We know that adding solute to something pure will weaken its intermolecular forces. We also know that weaker intermolecular forces means we will have a higher vapor pressure. However, why is it that whenever we add solute to something, the vapor pressure actually decreases?

After googling the concepts, it seems that this is because the molecules of the solute somehow replace the molecules of the solvent on the surface. I'm confused - it seems too simplistic of an approach. What if we add the solute and then stir the solute-solvent mixture? Wouldn't that eliminate the "problem" of having the solute linger at the surface?

I guess my real question is this: Before today, I thought that the fact that we weakened the intermolecular forces by putting the solute in the solvent should dominate over the effect of "solute molecules lingering at the surface". Can someone give me a logical explanation of why solute lowers the vapor pressure of a solvent?

thanks in advance for your time, and again, sorry to be so annoying...

Whoa...we're not decreasing the intermolecular forces by adding a solute, we're increasing them. We know that a solute has a charge. We also know that ion-dipole forces are stronger than dipole-dipole forces. Therefore, we are strengthening the intermolecular forces by adding a solute. And I completely disagree with the solute accumulating at the surface. That's soo wrong. You are right, it's stupid.
When a solute is dissolved in a solvent. You need to add a greater amount of heat to get the solvent in the gas phase, and, therefore, the vapor pressure decreases.

 

[phospho]

Whoa...we're not decreasing the intermolecular forces by adding a solute, we're increasing them. We know that a solute has a charge. We also know that ion-dipole forces are stronger than dipole-dipole forces. Therefore, we are strengthening the intermolecular forces by adding a solute. And I completely disagree with the solute accumulating at the surface. That's soo wrong. You are right, it's stupid.
When a solute is dissolved in a solvent. You need to add a greater amount of heat to get the solvent in the gas phase, and, therefore, the vapor pressure decreases.

thanks for explaining this to me

You are saying that adding solute would increase the intermolecular forces. That definitely makes sense when we bring up the fact that boiling point elevation takes place in the presence of a solute in a pure solvent.

However, when we add solute to a pure solvent, we decrease its freezing point, which means we are decreasing its melting point. When something takes less heat to break up its solid molecules into a liquid, doesn't that mean that it has weaker intermolecular forces?

thank you!

 

[iA-MD2013]

thanks for explaining this to me

You are saying that adding solute would increase the intermolecular forces. That definitely makes sense when we bring up the fact that boiling point elevation takes place in the presence of a solute in a pure solvent.

*Prompt 1*
Show every line of the records below that contains the string "rowboat". Case counts.

*Provided material*
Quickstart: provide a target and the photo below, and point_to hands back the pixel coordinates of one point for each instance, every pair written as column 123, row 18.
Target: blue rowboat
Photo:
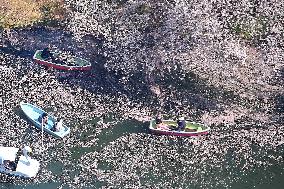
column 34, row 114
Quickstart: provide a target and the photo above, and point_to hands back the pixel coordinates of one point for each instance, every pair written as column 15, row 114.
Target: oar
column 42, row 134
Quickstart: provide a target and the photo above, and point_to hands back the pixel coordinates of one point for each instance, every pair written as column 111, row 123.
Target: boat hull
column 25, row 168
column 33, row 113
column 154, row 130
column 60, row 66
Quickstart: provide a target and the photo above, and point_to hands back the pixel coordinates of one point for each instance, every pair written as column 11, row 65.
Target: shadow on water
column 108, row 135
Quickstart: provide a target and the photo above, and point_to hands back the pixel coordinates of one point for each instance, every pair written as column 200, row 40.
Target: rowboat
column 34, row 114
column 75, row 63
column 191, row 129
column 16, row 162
...
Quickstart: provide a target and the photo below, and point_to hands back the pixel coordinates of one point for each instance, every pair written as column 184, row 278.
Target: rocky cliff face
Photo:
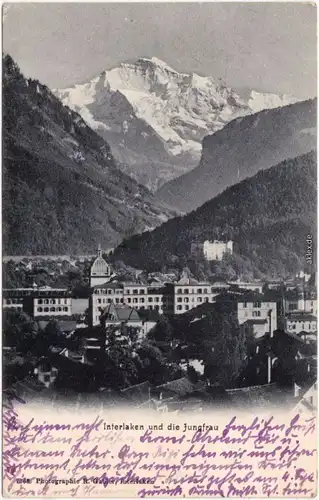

*Prompt 2*
In the vapor pressure thread above, how does the first reply compare ion-dipole forces with dipole-dipole forces?

*Finished answer 1*
Target: blue rowboat
Target: rowboat

*Finished answer 2*
Ion-dipole forces are stronger than dipole-dipole forces.